• _Data rows_:
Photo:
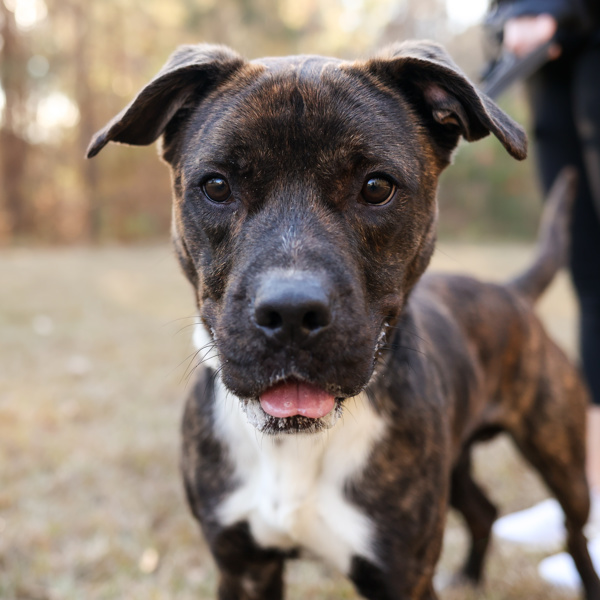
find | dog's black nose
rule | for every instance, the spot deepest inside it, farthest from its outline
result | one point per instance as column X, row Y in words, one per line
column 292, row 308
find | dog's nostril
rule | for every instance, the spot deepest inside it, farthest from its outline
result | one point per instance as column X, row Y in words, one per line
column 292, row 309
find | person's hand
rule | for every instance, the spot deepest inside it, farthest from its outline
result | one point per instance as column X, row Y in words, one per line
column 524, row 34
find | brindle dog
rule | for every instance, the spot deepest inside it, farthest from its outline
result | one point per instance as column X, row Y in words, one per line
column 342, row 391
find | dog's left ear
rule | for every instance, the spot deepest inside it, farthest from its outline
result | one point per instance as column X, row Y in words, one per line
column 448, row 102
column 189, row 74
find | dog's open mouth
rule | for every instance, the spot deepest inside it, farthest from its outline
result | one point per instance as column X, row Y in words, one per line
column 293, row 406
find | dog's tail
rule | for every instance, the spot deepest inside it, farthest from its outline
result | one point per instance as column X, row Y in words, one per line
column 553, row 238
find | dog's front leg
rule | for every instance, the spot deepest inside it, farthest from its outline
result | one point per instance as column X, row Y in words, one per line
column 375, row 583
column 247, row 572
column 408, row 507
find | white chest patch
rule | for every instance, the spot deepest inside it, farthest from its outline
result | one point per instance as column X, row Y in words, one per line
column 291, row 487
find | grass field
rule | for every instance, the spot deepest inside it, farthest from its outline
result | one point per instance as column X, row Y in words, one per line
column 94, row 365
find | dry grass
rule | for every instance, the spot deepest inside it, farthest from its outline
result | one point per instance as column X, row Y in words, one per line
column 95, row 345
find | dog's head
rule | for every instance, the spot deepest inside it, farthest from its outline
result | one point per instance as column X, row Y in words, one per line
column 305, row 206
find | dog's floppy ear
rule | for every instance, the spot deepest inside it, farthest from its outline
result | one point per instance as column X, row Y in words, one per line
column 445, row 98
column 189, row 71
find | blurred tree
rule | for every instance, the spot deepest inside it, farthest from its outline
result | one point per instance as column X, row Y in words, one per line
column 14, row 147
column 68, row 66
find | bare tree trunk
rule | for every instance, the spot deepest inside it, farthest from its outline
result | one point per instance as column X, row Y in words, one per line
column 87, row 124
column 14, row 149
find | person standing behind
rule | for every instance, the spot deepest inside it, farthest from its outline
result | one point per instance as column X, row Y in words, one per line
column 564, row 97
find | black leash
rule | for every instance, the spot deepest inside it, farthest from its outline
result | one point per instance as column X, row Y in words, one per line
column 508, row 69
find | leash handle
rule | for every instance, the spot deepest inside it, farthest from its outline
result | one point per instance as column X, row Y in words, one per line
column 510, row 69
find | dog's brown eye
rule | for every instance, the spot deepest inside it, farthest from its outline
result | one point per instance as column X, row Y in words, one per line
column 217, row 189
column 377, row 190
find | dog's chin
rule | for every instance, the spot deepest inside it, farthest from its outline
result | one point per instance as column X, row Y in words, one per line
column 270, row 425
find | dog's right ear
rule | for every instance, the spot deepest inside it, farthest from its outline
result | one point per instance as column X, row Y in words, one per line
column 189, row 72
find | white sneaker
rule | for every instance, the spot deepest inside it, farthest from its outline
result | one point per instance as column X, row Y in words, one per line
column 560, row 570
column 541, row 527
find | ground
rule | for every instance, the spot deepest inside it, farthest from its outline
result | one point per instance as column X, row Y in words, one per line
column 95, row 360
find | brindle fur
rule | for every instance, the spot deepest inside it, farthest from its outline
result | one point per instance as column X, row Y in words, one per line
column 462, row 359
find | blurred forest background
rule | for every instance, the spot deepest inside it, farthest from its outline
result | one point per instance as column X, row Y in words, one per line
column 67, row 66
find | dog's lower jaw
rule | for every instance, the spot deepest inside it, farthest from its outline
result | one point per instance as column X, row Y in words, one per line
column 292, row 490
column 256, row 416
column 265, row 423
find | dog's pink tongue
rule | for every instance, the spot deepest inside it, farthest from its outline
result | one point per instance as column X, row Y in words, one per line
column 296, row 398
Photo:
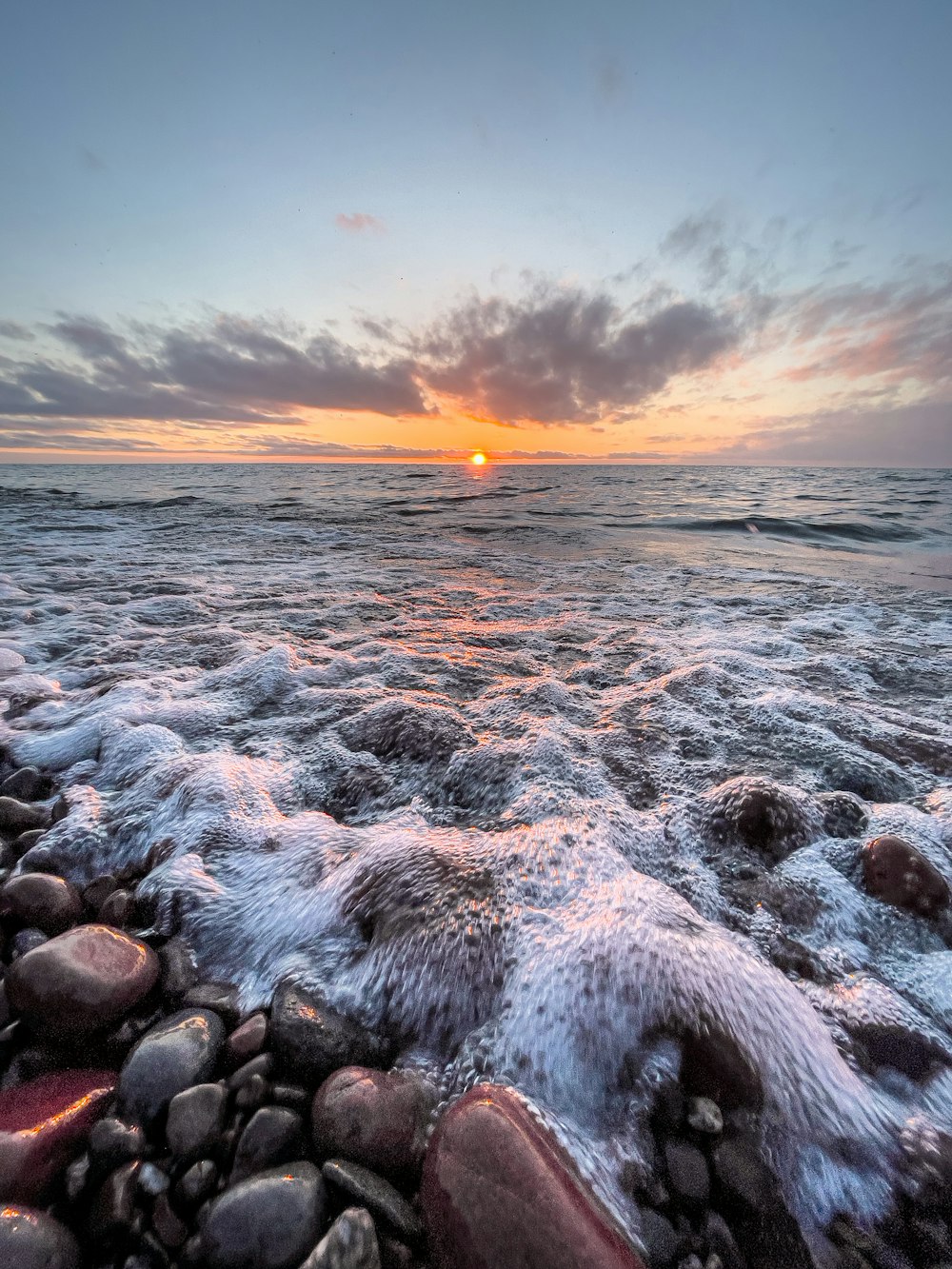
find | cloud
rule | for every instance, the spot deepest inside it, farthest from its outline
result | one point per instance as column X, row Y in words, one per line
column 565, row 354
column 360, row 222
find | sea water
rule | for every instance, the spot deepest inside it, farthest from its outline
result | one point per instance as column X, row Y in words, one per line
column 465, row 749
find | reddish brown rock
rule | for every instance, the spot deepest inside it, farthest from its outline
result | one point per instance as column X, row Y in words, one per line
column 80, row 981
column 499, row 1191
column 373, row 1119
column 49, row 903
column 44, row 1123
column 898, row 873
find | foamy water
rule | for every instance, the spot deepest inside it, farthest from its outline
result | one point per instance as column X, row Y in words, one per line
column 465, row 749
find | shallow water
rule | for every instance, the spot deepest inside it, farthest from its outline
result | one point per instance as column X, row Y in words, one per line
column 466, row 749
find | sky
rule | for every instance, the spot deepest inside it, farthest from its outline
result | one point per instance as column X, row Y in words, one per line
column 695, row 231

==

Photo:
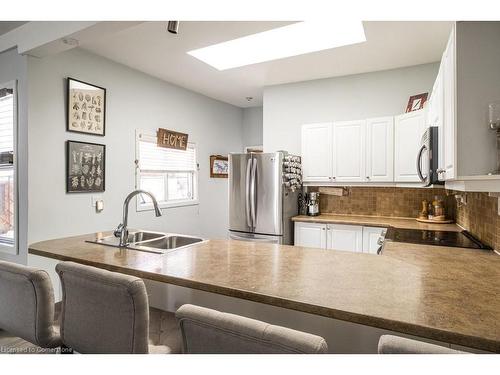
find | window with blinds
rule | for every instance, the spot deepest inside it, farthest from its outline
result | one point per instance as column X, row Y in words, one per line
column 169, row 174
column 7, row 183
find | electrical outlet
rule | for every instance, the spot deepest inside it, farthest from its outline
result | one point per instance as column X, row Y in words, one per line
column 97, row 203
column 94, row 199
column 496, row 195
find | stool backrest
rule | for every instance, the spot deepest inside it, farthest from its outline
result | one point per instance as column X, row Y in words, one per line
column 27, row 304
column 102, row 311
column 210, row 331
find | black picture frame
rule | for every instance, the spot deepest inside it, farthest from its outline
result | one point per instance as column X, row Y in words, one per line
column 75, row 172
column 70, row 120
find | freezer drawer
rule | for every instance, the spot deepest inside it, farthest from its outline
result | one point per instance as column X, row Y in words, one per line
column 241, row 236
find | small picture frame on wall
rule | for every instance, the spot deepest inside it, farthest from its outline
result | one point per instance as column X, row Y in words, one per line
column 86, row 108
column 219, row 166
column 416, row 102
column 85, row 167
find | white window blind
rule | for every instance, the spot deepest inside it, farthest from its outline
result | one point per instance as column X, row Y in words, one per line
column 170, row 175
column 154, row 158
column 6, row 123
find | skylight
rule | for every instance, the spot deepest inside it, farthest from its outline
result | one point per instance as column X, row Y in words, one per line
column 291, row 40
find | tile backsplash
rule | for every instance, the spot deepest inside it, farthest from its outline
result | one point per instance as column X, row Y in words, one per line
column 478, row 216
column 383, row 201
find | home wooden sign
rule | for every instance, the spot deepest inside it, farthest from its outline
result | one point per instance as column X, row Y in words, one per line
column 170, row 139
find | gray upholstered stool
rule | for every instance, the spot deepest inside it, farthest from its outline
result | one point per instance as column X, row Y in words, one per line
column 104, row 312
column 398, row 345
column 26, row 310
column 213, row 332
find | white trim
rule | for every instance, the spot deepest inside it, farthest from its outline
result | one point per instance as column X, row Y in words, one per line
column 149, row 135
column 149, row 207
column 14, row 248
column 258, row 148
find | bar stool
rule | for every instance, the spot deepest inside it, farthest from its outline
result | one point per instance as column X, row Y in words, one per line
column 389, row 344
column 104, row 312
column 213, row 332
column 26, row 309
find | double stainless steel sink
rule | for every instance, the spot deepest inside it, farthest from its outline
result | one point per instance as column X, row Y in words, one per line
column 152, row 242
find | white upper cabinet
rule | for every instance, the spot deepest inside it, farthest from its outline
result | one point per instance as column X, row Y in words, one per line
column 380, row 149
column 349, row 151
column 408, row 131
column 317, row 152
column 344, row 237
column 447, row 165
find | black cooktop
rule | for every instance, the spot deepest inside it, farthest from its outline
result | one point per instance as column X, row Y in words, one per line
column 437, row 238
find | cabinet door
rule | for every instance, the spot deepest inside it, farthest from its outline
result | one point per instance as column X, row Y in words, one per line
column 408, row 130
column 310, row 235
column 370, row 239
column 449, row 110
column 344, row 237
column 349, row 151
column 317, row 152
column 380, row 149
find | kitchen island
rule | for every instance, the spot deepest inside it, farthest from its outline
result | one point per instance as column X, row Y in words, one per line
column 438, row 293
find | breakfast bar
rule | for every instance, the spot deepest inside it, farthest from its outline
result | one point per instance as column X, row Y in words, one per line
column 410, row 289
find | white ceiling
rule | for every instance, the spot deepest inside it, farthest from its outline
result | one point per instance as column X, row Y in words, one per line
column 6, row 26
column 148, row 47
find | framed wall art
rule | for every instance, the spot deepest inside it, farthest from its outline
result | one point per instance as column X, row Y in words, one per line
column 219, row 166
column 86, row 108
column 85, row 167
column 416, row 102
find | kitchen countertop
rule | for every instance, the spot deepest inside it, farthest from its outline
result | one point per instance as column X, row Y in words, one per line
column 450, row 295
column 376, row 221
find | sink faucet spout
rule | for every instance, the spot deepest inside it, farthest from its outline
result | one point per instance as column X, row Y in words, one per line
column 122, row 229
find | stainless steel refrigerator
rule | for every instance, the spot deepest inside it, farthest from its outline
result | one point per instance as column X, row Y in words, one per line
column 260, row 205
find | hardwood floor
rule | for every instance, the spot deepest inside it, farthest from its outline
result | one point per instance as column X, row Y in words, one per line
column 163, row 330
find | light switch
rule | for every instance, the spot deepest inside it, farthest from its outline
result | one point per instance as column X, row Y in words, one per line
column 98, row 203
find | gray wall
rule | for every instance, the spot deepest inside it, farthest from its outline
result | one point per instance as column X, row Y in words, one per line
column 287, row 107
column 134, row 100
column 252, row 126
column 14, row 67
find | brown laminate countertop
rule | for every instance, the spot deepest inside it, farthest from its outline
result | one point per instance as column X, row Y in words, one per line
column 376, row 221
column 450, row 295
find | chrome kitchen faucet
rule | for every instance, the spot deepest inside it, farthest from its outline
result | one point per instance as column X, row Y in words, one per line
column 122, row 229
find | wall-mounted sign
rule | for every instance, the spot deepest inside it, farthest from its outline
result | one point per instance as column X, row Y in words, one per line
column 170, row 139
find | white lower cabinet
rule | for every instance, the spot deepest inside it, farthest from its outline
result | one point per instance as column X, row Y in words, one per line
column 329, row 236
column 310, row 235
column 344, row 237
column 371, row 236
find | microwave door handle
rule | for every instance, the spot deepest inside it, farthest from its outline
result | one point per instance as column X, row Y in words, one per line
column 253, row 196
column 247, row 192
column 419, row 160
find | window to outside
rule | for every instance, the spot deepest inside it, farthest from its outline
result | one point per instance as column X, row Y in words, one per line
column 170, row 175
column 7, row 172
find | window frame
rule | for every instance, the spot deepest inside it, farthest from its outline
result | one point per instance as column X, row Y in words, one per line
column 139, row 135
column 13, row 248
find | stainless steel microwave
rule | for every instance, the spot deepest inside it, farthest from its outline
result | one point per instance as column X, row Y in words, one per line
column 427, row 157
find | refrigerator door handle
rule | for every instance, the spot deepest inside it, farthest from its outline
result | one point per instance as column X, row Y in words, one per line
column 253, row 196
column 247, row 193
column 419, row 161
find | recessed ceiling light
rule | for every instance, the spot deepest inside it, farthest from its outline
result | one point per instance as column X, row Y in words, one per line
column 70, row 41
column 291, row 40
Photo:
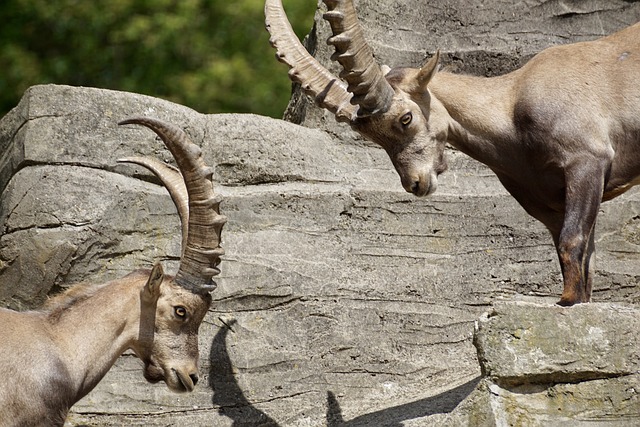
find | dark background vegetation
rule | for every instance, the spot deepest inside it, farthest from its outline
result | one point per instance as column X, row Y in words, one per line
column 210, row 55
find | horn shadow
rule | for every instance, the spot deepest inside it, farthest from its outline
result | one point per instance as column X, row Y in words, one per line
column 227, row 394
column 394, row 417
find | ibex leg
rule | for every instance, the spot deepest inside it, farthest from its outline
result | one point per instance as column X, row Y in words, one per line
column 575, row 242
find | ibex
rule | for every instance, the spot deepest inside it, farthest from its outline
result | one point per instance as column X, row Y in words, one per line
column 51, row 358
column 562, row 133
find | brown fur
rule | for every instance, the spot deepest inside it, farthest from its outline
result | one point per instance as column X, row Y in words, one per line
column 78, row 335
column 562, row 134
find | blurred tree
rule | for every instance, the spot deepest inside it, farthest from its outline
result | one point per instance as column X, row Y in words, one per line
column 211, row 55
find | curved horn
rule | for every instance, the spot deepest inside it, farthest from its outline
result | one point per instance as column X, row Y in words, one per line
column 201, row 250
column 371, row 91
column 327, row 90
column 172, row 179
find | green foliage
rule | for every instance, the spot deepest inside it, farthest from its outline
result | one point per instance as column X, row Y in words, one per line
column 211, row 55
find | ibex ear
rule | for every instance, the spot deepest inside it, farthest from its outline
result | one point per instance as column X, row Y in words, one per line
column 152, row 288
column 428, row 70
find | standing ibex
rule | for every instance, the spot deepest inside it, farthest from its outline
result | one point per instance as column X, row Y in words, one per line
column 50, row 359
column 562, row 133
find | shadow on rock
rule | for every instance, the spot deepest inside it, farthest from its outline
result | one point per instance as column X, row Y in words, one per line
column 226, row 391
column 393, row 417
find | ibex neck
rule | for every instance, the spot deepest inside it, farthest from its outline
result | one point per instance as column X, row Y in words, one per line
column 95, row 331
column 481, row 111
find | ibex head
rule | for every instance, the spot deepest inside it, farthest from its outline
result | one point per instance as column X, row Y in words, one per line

• _What needs to be done_: Return, verbatim, the lines of the records starting at the one containing "find | stainless steel refrigerator" and ending at the one containing "column 260, row 205". Include both of those lines.

• _Output below_:
find | stainless steel refrigerator
rule | for every instance, the spot deepest inside it, farthest from its outline
result | one point per instance as column X, row Y in words, one per line
column 260, row 205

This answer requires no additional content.